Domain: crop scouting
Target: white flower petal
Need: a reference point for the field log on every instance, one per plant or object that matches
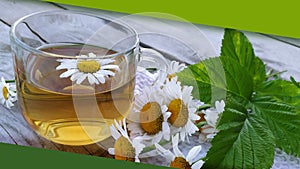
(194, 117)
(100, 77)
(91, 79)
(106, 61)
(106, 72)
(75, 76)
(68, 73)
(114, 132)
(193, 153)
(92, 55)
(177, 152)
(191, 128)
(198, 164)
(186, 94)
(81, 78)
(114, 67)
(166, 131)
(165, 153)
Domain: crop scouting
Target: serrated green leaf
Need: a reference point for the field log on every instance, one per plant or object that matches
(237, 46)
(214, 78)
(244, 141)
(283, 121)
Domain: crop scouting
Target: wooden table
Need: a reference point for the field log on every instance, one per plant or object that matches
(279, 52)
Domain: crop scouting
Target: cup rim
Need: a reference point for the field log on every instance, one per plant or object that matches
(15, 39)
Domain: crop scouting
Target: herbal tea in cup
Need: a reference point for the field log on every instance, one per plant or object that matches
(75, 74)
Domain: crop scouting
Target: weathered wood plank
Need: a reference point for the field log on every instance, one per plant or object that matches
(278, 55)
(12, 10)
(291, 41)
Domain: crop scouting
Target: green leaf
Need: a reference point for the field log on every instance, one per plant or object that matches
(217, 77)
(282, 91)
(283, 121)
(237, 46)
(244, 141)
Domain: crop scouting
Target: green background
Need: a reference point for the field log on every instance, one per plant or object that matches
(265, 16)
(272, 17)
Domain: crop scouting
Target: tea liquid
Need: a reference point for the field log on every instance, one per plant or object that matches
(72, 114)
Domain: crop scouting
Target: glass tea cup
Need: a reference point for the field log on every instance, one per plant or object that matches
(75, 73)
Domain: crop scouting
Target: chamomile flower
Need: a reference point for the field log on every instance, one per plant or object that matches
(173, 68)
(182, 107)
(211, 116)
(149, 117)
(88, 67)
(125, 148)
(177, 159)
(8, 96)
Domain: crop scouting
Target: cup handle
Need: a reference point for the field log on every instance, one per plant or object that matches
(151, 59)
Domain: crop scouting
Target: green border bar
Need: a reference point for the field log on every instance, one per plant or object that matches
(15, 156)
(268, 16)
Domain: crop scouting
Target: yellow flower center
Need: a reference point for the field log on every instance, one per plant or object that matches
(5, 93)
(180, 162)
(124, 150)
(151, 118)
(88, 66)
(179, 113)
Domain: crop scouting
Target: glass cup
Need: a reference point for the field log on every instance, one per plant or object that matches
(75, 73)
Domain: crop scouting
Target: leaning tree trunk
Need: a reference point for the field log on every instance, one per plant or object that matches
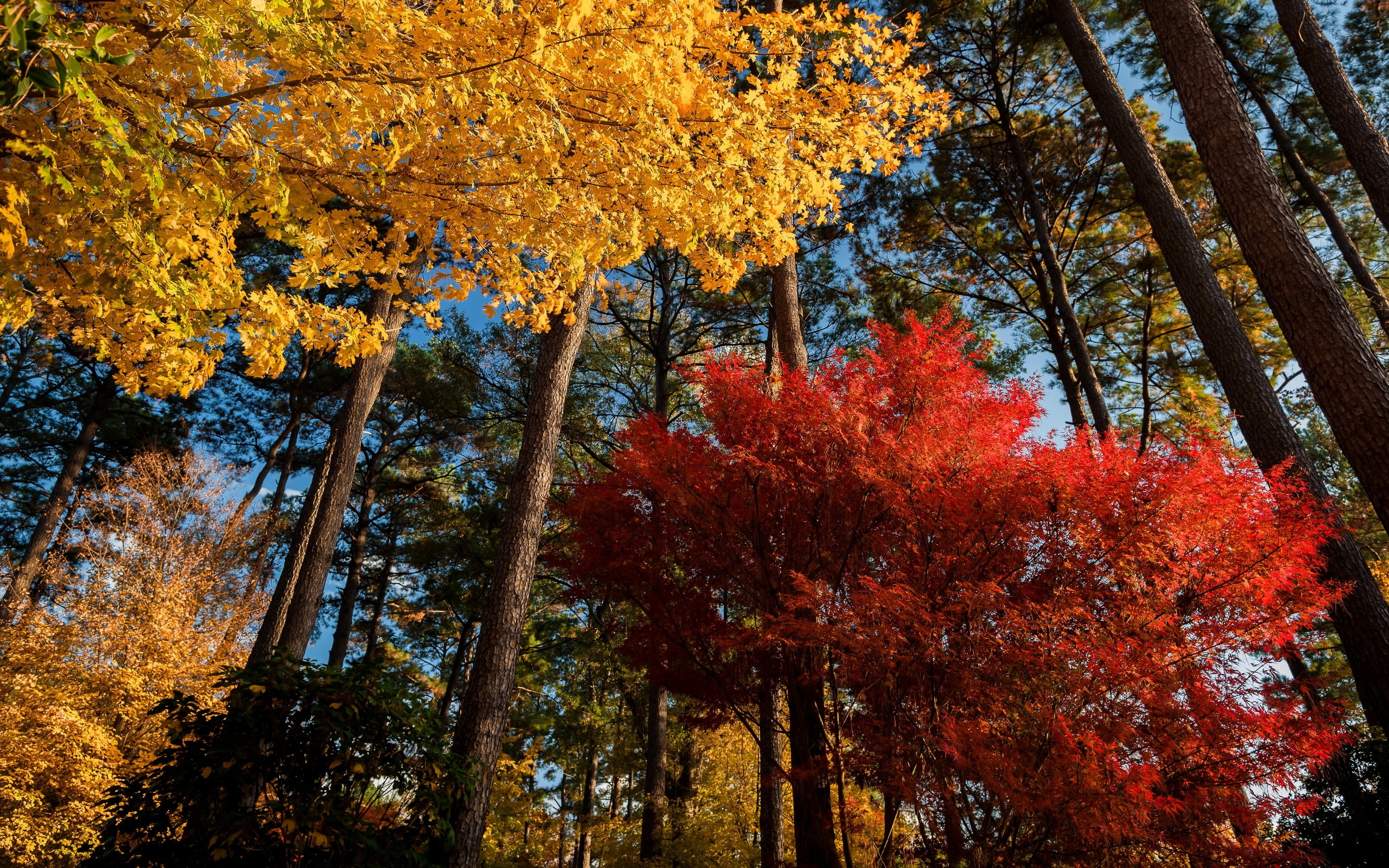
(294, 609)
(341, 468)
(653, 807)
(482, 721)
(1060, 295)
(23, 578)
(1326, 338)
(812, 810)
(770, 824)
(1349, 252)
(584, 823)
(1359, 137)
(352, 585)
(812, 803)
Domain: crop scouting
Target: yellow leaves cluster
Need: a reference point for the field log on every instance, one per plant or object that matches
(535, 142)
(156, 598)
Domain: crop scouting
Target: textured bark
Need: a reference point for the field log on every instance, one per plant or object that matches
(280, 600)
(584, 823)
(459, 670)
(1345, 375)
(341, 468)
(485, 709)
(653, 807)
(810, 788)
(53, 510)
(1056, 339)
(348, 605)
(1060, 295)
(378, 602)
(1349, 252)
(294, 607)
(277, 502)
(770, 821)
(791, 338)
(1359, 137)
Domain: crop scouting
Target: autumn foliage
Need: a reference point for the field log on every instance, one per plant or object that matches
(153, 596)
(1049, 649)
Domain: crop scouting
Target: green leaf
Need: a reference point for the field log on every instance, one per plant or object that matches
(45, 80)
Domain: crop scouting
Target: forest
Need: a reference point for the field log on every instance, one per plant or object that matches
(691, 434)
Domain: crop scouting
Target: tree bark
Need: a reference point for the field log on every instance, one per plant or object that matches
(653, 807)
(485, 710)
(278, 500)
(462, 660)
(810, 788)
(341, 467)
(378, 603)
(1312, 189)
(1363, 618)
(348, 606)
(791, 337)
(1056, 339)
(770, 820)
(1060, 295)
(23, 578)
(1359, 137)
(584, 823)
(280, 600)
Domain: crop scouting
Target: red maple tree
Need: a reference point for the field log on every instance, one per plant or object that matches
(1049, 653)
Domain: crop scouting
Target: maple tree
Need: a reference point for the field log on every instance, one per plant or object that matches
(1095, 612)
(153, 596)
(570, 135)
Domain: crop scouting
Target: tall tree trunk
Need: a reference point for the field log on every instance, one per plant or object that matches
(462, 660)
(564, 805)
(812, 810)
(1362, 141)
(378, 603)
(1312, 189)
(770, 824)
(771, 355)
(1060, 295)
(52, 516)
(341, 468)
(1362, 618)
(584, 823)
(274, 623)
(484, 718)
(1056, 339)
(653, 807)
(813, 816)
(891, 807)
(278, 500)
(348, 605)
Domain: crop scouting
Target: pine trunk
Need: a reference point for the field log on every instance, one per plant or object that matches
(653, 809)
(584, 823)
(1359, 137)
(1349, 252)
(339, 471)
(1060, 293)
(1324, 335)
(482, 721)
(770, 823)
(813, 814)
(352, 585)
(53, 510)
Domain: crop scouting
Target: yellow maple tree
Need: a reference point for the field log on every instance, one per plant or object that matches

──────────

- **PROBLEM**: Gather every line in the items above that contains the word "green", and copy each of those lines in full.

- **EXERCISE RESPONSE**:
Target: serrated green leaf
Target: green leaf
Target: green background
Target: green border bar
Target: green leaf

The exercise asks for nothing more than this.